Every line from the line containing "# point at: woman in" through the final line below must be returned exactly, and no other line.

Records shown START

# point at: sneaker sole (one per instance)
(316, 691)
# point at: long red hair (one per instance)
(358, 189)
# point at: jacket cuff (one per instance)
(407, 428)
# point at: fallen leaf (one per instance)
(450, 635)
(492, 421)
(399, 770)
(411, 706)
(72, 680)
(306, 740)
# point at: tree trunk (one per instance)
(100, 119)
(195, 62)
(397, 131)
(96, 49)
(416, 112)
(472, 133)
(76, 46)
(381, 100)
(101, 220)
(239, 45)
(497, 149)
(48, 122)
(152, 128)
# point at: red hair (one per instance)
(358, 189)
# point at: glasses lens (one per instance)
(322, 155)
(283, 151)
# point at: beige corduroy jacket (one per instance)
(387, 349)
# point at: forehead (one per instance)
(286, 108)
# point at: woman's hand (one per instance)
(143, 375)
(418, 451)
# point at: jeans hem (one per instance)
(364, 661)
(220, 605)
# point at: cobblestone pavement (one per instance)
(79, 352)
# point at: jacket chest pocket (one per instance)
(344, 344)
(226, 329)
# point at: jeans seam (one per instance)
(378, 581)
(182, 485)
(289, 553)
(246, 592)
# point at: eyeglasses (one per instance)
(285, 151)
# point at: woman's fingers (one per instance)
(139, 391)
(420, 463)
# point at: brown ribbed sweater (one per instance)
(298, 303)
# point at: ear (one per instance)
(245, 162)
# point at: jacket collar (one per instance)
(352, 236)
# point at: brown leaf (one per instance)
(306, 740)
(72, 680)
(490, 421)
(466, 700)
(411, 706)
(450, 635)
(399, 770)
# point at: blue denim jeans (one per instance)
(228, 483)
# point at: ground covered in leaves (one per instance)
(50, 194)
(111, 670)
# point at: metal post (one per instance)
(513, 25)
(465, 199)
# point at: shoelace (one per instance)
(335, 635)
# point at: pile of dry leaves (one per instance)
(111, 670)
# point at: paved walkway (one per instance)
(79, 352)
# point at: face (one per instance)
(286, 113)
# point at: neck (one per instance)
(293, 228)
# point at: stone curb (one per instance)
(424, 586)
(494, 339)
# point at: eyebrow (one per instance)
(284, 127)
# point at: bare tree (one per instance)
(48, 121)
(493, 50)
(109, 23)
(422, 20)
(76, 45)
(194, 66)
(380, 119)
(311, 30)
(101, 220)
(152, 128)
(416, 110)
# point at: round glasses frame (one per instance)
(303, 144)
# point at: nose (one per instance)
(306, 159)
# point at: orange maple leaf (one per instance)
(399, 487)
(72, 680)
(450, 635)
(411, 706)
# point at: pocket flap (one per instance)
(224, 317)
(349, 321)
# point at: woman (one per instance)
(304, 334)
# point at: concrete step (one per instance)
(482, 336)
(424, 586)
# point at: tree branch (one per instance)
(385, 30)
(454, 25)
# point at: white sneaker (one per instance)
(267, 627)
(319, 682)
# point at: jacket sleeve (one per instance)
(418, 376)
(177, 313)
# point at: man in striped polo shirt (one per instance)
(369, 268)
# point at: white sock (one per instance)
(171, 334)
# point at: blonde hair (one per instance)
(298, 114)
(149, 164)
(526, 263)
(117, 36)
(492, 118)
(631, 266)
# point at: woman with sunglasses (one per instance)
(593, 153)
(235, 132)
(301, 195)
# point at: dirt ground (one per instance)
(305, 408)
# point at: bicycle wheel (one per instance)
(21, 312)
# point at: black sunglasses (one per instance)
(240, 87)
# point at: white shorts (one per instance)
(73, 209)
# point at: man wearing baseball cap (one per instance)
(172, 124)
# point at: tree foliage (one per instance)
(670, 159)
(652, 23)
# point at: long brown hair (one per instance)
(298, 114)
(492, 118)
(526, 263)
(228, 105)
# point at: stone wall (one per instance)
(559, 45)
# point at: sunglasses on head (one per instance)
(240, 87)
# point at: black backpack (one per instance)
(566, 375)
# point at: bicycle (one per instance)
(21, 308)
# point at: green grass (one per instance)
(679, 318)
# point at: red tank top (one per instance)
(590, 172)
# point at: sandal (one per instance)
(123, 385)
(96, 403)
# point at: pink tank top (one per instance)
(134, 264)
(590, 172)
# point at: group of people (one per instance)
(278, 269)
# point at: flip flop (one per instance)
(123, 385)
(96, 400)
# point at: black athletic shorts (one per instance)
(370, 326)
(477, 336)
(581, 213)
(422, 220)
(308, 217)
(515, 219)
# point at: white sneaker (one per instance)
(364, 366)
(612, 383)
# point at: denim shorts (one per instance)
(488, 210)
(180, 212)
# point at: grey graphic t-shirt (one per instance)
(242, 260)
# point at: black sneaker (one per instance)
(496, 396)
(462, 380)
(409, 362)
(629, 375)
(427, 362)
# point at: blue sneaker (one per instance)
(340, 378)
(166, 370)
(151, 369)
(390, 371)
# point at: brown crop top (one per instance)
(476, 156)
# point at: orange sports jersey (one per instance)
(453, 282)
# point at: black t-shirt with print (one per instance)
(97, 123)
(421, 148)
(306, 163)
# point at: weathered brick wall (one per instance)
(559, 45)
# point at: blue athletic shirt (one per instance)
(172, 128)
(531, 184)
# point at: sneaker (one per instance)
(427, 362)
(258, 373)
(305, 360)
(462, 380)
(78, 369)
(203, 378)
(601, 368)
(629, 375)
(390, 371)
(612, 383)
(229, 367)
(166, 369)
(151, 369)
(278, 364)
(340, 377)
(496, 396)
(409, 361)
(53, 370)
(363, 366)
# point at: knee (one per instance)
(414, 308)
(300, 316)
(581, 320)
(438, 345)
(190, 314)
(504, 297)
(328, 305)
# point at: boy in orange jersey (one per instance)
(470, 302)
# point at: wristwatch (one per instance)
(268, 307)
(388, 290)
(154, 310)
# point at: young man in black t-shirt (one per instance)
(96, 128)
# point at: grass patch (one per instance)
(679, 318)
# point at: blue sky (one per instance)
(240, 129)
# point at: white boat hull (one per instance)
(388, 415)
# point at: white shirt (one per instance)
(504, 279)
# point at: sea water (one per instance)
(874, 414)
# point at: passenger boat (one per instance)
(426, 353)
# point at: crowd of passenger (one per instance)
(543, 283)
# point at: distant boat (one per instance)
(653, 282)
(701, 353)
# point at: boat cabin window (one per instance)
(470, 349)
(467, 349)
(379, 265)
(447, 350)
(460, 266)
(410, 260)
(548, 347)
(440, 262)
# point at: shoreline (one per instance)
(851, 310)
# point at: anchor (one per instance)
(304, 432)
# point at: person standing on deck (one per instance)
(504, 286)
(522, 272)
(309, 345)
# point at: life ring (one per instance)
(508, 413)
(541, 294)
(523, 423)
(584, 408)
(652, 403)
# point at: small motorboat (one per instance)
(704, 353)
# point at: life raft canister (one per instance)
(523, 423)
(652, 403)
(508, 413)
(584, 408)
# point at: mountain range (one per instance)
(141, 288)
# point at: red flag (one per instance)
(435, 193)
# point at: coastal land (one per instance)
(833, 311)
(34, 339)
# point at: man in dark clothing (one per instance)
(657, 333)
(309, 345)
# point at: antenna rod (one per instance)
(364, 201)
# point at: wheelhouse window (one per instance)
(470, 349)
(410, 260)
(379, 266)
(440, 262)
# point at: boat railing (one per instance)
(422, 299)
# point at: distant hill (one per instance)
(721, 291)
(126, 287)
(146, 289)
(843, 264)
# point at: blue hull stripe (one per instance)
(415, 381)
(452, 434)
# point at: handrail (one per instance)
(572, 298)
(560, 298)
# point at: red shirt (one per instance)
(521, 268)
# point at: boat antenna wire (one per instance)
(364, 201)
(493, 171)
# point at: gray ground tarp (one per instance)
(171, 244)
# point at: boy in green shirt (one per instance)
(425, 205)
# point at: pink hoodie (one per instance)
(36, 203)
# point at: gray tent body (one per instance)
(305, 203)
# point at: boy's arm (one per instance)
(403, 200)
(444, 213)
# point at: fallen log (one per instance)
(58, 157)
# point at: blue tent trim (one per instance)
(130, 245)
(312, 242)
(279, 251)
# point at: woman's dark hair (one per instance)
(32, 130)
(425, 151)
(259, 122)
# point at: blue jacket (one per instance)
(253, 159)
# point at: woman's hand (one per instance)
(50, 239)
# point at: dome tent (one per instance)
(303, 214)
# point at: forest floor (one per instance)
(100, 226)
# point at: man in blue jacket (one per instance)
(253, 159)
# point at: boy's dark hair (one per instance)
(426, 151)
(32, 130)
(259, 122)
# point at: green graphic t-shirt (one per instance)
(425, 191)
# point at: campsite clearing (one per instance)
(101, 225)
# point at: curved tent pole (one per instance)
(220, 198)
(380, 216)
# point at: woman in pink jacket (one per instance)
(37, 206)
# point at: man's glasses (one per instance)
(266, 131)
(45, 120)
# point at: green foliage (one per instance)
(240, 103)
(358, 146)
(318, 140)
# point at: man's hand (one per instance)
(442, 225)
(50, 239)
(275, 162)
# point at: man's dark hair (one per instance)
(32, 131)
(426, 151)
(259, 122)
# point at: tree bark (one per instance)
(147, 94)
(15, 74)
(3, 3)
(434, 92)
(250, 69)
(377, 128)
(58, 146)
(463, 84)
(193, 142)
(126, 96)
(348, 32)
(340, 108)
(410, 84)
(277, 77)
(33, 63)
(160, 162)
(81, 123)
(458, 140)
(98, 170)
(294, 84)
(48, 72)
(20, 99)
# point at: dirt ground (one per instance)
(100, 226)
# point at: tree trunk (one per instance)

Records shown END

Solution to this exercise
# point at: woman in pink jacket (one per instance)
(37, 206)
# point at: man's glasses (one per instance)
(266, 131)
(45, 120)
# point at: green foliage (one per instance)
(240, 103)
(358, 146)
(318, 140)
# point at: man's hand (one per instance)
(442, 225)
(50, 239)
(275, 162)
# point at: man's dark hair (one per instance)
(32, 131)
(426, 151)
(259, 122)
# point at: tree bark (one per instance)
(147, 94)
(15, 74)
(3, 3)
(434, 92)
(250, 69)
(377, 128)
(58, 146)
(463, 84)
(193, 142)
(126, 96)
(348, 32)
(340, 108)
(410, 84)
(277, 77)
(33, 63)
(160, 162)
(81, 123)
(458, 140)
(98, 170)
(294, 84)
(48, 72)
(20, 99)
# point at: dirt ground (one per instance)
(100, 226)
# point at: tree trunk (one per instance)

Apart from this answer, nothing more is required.